En la parábola de los talentos quiero destacar dos cosas. Primero, la rapidez que tienen dos de los "siervos" para responder: ambos van enseguida a negociar sus talentos (cfr. Mateo 25, 16). La diligencia es una cualidad propia del que ama lo que hace, que lo quiere como propio.
Ese mismo amor vemos en el "hágase" de María, su inmediata respuesta al arcángel san Gabriel: "He aquí la esclava del Señor, hágase en mí según tu palabra" (Lucas 1, 38). De igual manera responde San José cuando conoce el origen del embarazo de María: "Al despertarse, José hizo lo que el ángel del Señor le había ordenado" (Mateo 1, 24). Inmediatamente lo "hizo", como lo harán los apóstoles ante el llamado de Jesús: ellos inmediatamente "sacando las barcas a tierra, dejadas todas las cosas, le siguieron" (Lucas 5, 11).
Nos podemos preguntar: ¿cómo reacciono ante las insinuaciones del Señor en mi vida cristiana?, ¿por qué tengo que esperar un accidente, una enfermedad terminal para reaccionar? Es fuerte decirle que no a la conciencia, la tardanza se ve inofensiva, pero cuando pasa a pasividad es más voluntaria y cuando es una resistencia al querer de Dios es culpable.

————

▸ **Preguntas de estudio**:
1/ Indica si cada afirmación concuerda con el texto sobre la parábola de los talentos: (a) dos de los siervos responden con rapidez; (b) los apóstoles tardan en seguir a Jesús; (c) la tardanza se ve inofensiva. Responde sí o no y cita las palabras del texto que lo deciden.
2/ Actualiza el pasaje del texto sobre la parábola de los talentos que empieza con "Ese mismo amor" y sigue hasta "Dios es culpable.". Pon "lanchas" en lugar de "barcas".

▸ **Registros guardados**:
————

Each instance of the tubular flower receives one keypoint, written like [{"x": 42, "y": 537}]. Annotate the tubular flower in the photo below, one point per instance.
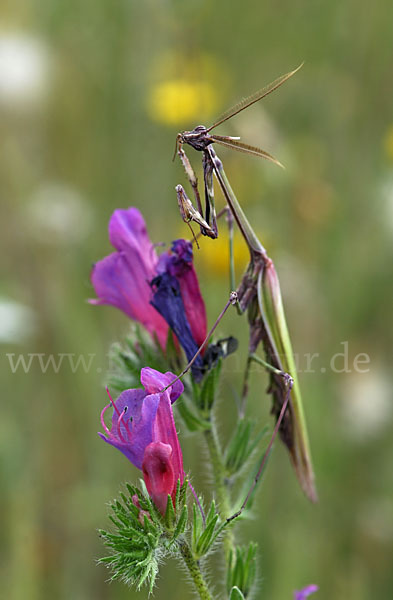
[
  {"x": 122, "y": 279},
  {"x": 156, "y": 291},
  {"x": 143, "y": 429},
  {"x": 305, "y": 592}
]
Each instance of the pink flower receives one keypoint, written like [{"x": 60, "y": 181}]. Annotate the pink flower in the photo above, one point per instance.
[
  {"x": 123, "y": 278},
  {"x": 143, "y": 429},
  {"x": 159, "y": 292}
]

————

▸ **Soluciones**:
1/
(a) Sí: «la rapidez que tienen dos de los "siervos" para responder».
(b) No: «ellos inmediatamente "sacando las barcas a tierra, dejadas todas las cosas, le siguieron"».
(c) Sí: «la tardanza se ve inofensiva».

2/
Ese mismo amor vemos en el "hágase" de María, su inmediata respuesta al arcángel san Gabriel: "He aquí la esclava del Señor, hágase en mí según tu palabra" (Lucas 1, 38). De igual manera responde San José cuando conoce el origen del embarazo de María: "Al despertarse, José hizo lo que el ángel del Señor le había ordenado" (Mateo 1, 24). Inmediatamente lo "hizo", como lo harán los apóstoles ante el llamado de Jesús: ellos inmediatamente "sacando las lanchas a tierra, dejadas todas las cosas, le siguieron" (Lucas 5, 11).
Nos podemos preguntar: ¿cómo reacciono ante las insinuaciones del Señor en mi vida cristiana?, ¿por qué tengo que esperar un accidente, una enfermedad terminal para reaccionar? Es fuerte decirle que no a la conciencia, la tardanza se ve inofensiva, pero cuando pasa a pasividad es más voluntaria y cuando es una resistencia al querer de Dios es culpable.